As part of an investigation of the structural requirements for the induction, by
phenobarbital-type inducers, of a coordinate pleiotropic response consisting of increases in hepatic
cytochrome P450 2B (P450 2B) activity, increases in other phase I and II
enzyme activities, and liver
hypertrophy, we have examined a series of analogues of
phenobarbital in which the ethyl/phenyl substitution at the sp3
carbon of the parent molecule was kept constant while the heterocyclic portion of the molecule was modified. The induction of hepatic P450 2B
protein and ethoxy-, pentoxy-, and (benzyloxy)
resorufin O-dealkylation activities, and
epoxide hydration activity and liver/
body weight ratio increase were examined in male F344/NCr rats fed the various congeners for 14 days at doses equimolar to 500 ppm
phenobarbital. Increases in the measured parameters were maximal in rats fed
phenobarbital or
5-ethyl-5-phenylhydantoin. The responses to
primidone or 2-ethyl-2-phenylsuccinimide were approximately 65% of maximal, while
glutethimide yielded a response approximately 50% of maximal. Induction of this response in rats fed the ring-opened and decarboxylated analogues, (ethylphenylacetyl)
urea and
2-ethyl-2-phenylmalonamide, were < 25% of maximal.
5-Ethyl-5-phenyloxazolidinedione caused minimal increases in the measured end points when administered at a dose equimolar to 500 ppm
phenobarbital. The profound differences among the congeners in ability to induce P450 2B
protein and associated catalytic activities were not due to differences in food consumption by the various groups of rats.(ABSTRACT TRUNCATED AT 250 WORDS)

Data provided
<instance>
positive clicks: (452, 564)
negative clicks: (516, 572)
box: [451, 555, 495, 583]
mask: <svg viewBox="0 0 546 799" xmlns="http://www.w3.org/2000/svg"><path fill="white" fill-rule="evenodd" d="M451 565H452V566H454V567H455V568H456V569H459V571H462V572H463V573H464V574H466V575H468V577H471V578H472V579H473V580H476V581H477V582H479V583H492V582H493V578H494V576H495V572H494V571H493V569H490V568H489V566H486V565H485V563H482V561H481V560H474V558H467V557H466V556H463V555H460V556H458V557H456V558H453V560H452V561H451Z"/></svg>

Exercise
In the abstract on phenobarbital analogues, which compound produced a response of about 50% of maximal?

Solution
Glutethimide